**Excerpted data:**
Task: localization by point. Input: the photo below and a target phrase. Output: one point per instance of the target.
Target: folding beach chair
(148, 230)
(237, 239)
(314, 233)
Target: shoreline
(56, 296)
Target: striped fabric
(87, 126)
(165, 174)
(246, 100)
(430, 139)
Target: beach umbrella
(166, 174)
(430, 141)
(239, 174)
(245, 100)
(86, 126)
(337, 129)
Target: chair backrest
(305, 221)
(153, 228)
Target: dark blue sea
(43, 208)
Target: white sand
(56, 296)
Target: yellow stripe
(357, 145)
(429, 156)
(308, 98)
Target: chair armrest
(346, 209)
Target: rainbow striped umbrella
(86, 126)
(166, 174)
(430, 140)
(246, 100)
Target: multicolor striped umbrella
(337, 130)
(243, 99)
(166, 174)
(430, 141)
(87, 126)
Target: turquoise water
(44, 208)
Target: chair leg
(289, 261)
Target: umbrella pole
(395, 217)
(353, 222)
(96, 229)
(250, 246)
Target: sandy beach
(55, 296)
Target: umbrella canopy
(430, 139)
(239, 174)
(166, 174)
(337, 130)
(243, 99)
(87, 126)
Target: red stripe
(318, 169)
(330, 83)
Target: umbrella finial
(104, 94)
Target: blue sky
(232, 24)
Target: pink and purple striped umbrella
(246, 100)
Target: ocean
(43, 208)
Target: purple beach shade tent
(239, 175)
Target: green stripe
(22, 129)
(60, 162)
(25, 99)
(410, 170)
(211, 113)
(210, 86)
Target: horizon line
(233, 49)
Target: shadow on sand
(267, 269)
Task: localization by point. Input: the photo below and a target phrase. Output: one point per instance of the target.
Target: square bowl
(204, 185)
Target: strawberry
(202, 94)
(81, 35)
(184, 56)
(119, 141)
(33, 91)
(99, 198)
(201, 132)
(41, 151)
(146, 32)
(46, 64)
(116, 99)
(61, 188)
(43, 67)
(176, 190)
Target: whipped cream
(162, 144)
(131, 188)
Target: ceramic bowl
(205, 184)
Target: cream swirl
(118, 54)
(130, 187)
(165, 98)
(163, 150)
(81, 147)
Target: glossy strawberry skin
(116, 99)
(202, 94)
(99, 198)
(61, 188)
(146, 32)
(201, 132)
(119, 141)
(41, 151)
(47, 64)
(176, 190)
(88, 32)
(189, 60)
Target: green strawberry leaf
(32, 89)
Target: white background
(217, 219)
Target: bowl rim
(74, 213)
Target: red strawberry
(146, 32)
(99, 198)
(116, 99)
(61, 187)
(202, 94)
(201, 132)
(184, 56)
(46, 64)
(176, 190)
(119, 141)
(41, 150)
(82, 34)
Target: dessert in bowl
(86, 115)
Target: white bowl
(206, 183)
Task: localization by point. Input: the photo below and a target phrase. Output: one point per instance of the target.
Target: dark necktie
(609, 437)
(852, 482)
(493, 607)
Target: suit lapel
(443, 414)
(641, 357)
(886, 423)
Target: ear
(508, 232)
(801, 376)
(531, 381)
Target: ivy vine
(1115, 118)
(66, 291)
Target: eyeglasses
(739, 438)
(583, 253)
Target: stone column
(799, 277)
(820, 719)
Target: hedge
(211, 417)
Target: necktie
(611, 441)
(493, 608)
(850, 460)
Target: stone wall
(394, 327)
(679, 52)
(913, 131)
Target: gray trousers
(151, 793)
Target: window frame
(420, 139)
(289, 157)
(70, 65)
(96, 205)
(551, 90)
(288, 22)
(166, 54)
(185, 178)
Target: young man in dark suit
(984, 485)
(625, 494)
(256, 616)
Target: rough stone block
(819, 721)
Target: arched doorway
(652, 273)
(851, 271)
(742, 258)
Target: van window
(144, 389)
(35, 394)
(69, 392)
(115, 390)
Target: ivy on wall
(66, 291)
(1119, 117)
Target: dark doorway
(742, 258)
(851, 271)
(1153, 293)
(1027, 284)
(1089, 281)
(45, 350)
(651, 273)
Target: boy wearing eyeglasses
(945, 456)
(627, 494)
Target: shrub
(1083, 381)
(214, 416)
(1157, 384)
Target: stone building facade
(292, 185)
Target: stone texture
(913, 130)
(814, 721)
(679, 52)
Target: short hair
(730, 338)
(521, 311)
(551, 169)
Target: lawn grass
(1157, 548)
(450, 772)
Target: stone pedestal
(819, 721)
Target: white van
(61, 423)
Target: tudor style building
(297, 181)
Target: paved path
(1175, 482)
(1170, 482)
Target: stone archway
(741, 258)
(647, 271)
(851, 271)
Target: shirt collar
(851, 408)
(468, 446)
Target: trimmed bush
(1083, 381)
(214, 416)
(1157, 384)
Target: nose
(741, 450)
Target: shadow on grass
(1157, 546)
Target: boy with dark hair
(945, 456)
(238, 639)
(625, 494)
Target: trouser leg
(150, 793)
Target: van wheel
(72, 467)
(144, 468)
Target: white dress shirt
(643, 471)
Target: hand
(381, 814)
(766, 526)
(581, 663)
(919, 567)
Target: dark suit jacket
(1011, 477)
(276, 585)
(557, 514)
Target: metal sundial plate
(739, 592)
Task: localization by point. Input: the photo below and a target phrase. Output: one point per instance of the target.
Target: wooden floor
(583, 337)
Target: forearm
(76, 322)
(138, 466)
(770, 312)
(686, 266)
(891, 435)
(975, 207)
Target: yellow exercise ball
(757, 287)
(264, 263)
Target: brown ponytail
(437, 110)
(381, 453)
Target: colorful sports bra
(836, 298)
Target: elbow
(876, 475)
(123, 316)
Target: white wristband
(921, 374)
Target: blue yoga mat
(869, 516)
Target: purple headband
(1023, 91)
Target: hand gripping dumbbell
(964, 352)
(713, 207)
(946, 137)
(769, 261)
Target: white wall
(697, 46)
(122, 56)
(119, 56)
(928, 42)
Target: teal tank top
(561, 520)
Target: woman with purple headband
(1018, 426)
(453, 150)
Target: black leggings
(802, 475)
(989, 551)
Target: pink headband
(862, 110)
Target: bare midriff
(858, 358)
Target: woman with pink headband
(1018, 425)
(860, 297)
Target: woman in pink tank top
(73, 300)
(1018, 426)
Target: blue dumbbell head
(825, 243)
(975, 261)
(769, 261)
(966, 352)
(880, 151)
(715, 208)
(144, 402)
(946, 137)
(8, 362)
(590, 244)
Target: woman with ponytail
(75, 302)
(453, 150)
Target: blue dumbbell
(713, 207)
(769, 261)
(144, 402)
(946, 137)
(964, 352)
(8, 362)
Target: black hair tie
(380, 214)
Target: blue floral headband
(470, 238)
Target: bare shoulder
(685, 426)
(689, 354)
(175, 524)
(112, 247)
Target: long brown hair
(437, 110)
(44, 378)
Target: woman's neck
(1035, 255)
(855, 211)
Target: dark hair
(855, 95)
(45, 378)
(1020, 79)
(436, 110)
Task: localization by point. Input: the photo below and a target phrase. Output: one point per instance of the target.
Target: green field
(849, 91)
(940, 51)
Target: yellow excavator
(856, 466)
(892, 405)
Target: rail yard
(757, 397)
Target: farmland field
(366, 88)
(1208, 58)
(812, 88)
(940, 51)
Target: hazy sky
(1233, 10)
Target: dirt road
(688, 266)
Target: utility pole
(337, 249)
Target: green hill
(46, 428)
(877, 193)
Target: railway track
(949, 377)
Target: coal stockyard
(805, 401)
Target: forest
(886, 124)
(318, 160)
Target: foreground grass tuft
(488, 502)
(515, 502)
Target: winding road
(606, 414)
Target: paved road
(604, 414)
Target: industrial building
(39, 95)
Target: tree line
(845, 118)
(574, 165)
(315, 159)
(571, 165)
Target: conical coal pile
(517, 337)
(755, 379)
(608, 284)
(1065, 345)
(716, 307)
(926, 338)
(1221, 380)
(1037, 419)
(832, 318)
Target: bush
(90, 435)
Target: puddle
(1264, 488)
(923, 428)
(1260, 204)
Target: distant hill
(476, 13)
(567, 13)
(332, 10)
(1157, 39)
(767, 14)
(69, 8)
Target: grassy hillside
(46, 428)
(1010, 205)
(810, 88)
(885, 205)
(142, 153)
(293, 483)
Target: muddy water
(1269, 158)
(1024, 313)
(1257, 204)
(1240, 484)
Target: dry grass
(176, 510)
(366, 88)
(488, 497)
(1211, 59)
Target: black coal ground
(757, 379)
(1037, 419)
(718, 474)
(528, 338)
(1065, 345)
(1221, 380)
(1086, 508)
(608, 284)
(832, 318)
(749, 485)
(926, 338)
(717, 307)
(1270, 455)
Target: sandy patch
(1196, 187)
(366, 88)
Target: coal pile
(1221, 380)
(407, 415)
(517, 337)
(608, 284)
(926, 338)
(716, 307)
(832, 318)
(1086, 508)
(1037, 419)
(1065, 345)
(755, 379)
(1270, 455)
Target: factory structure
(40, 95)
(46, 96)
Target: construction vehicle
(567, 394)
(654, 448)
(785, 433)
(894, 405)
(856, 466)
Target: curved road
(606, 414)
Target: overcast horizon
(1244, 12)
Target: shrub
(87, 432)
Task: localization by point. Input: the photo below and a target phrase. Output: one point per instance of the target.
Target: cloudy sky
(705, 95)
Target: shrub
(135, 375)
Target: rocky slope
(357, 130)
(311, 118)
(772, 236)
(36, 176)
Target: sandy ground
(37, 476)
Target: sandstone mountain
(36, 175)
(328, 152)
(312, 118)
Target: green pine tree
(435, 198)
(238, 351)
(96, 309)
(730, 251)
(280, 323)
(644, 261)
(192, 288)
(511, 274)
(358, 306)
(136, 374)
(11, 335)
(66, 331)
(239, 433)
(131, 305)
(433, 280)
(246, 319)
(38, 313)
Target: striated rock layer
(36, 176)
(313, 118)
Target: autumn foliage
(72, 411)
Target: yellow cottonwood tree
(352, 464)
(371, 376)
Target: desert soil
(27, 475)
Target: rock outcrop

**Activity:**
Lines from the one containing "Target: autumn foliage" through the end of the entries above must be copied exactly; include both ends and no other lines.

**Response:**
Target: autumn foliage
(72, 411)
Target: yellow cottonwood tree
(352, 464)
(371, 376)
Target: desert soil
(27, 475)
Target: rock outcrop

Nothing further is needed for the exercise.